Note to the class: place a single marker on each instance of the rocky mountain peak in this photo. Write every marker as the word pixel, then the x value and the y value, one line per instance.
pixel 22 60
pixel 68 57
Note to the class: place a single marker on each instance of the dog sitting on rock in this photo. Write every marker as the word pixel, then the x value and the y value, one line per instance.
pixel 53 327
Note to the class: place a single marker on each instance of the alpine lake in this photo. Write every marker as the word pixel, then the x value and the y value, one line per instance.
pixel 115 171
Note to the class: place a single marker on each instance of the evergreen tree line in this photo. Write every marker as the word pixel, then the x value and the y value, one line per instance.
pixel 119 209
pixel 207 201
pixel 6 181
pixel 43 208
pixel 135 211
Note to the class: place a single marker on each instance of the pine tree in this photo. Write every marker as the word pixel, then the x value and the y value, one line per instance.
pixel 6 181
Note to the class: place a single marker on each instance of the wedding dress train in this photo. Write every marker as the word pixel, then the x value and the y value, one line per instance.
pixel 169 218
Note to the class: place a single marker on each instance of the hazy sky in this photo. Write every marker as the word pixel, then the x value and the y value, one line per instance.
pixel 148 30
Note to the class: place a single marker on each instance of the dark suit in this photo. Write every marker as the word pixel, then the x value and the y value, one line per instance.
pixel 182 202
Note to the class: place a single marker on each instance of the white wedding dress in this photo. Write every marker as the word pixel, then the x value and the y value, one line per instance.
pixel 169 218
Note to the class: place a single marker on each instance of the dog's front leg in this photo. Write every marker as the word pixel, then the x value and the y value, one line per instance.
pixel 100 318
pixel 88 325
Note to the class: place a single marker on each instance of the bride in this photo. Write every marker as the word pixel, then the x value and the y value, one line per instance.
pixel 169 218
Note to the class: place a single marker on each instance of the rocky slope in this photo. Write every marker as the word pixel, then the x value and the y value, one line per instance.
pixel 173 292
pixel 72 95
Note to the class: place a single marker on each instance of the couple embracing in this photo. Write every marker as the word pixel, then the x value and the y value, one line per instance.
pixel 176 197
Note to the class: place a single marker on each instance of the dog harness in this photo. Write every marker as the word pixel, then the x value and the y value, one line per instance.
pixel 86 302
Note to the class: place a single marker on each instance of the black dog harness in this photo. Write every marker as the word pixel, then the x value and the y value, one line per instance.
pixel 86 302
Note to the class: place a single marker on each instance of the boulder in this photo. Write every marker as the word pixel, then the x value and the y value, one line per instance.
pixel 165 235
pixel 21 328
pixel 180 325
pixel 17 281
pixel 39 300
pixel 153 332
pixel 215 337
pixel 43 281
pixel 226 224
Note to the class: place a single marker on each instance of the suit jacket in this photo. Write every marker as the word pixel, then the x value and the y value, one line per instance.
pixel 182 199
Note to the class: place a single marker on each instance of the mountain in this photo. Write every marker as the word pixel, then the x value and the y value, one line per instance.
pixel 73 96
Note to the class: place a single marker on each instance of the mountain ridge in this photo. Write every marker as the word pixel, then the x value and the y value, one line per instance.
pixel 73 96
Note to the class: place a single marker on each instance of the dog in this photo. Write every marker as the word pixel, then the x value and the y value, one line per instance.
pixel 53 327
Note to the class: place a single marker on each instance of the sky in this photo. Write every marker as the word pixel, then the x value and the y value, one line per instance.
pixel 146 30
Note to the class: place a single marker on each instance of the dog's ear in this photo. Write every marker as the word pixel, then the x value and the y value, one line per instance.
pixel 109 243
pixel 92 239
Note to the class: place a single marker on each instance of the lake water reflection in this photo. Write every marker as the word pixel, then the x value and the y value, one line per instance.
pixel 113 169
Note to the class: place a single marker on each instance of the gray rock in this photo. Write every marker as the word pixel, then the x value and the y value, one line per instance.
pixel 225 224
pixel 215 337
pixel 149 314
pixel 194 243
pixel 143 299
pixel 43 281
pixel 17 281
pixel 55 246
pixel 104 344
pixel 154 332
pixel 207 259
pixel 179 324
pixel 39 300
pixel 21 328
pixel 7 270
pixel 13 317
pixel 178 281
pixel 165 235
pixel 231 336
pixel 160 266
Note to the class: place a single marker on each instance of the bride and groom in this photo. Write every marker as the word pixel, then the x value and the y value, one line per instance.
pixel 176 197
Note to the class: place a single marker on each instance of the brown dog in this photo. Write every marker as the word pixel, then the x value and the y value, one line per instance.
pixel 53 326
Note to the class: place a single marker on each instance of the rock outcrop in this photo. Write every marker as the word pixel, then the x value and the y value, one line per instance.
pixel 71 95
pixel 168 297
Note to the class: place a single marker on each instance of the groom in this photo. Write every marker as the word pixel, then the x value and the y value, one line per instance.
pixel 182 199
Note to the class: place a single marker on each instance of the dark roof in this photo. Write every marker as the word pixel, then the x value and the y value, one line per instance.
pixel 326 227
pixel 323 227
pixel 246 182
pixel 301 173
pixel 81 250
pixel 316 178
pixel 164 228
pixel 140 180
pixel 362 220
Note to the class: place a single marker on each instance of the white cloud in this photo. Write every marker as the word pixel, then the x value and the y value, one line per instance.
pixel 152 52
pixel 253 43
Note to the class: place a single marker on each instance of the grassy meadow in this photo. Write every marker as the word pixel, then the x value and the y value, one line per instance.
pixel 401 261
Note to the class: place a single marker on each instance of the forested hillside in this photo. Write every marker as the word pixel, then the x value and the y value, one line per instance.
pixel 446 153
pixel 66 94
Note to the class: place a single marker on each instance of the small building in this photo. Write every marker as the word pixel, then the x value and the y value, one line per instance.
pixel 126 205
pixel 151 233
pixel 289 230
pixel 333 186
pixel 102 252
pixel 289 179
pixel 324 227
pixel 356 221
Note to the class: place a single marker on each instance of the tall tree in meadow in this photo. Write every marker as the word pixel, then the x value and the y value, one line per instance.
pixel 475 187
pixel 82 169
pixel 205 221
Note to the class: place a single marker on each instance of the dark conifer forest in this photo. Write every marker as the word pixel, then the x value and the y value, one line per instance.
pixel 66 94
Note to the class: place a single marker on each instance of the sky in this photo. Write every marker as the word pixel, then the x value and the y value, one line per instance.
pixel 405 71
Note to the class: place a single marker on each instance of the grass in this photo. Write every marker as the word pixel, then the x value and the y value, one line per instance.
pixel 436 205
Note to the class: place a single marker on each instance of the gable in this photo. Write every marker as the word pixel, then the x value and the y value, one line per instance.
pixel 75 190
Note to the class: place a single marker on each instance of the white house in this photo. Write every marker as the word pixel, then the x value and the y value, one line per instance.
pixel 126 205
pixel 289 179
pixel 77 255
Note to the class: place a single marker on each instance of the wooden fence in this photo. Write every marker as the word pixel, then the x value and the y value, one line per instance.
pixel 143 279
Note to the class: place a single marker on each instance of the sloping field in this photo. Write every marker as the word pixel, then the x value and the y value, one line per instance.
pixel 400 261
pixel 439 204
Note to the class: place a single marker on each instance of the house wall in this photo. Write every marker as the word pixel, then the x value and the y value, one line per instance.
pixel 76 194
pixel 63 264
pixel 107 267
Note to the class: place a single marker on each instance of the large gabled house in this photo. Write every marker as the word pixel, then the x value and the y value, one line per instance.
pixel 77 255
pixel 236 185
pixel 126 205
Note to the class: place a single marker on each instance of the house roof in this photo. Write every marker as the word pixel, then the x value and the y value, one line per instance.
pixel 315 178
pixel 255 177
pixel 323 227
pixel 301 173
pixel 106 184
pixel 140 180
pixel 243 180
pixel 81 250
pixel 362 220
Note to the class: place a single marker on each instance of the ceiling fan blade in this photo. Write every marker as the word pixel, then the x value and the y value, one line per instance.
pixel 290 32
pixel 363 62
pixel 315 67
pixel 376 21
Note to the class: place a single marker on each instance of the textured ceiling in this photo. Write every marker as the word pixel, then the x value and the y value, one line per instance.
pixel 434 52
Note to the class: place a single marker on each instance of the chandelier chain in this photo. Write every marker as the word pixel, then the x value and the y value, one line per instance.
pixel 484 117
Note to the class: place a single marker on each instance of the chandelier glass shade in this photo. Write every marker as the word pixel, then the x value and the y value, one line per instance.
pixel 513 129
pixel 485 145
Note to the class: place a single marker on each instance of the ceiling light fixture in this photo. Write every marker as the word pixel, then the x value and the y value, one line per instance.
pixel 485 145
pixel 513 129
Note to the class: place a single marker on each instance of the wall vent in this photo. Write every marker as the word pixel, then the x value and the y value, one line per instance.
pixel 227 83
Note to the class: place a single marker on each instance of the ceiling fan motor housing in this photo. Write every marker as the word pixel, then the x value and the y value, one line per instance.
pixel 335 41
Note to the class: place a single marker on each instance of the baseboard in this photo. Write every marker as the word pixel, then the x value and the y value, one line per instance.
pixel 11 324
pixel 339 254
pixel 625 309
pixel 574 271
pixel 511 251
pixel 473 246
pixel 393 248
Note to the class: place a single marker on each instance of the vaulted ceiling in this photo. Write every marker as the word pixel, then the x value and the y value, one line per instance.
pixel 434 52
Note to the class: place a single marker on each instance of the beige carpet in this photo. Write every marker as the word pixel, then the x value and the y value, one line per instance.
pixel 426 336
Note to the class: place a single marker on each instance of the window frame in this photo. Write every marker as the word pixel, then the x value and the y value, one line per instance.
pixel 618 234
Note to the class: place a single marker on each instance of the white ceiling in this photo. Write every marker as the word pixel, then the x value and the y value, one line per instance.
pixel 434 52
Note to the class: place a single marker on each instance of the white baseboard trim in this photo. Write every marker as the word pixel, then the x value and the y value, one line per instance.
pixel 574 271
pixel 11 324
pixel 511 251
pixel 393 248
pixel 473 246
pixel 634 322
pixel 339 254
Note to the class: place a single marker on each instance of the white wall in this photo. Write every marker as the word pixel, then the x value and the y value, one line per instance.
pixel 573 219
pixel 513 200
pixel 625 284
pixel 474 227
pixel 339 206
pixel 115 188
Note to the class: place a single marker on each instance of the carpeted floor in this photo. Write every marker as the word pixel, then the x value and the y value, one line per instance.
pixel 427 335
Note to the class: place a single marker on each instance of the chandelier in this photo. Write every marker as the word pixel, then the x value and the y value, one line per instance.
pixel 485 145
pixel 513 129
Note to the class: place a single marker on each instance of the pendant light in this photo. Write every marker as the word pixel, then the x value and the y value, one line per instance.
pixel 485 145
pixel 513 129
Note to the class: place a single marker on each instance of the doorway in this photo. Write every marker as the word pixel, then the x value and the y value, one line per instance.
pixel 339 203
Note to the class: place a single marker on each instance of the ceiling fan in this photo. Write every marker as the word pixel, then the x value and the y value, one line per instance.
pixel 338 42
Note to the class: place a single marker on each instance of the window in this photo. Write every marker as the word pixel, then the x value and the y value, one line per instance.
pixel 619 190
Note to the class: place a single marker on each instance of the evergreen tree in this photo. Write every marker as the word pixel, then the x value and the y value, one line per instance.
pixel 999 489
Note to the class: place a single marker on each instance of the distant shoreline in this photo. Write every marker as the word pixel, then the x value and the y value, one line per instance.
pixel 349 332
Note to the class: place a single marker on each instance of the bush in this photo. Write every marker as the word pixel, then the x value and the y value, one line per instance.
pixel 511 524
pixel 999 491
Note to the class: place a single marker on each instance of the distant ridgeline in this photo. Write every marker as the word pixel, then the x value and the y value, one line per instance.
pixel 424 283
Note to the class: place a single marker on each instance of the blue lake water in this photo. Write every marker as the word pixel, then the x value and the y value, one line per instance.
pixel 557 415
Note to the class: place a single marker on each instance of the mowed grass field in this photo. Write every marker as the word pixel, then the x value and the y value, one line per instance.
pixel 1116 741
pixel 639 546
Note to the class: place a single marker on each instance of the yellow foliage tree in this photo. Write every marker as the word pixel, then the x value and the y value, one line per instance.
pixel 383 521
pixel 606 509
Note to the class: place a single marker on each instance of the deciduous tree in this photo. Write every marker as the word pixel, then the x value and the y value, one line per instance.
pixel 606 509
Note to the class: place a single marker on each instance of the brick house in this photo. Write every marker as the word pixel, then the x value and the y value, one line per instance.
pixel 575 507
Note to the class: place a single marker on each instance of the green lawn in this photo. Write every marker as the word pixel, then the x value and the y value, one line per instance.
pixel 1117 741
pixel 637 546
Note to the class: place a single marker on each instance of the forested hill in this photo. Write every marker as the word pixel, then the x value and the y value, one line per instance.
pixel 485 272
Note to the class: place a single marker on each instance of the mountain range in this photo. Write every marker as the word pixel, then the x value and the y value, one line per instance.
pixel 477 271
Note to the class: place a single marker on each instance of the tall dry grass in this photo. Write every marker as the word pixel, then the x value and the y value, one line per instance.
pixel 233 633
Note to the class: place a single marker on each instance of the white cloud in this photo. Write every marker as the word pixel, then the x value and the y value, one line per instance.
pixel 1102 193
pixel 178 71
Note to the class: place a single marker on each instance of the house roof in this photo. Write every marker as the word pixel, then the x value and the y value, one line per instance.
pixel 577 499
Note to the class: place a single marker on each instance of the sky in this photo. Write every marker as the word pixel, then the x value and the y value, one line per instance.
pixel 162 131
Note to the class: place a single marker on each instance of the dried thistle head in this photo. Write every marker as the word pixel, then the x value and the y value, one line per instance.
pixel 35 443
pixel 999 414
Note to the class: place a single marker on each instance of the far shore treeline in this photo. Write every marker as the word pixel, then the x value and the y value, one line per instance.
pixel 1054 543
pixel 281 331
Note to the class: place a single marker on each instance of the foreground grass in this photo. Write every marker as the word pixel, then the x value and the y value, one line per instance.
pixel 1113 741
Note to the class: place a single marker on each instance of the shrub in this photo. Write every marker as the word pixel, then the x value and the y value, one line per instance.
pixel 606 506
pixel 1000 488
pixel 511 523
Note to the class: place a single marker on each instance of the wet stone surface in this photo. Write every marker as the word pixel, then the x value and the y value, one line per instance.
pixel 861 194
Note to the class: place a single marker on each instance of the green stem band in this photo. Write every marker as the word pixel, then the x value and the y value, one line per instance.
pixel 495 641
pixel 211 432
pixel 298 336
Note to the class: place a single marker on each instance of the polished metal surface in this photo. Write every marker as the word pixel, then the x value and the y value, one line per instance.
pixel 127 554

**Your goal**.
Output the lines of the data unchanged, starting with the first line and going on through the line with "pixel 68 57", both ends included.

**Result**.
Note to the class: place a single marker on each instance of the rocky mountain peak in this photo. Write every marker as the word pixel, then the x value and the y value, one line per instance.
pixel 22 60
pixel 68 57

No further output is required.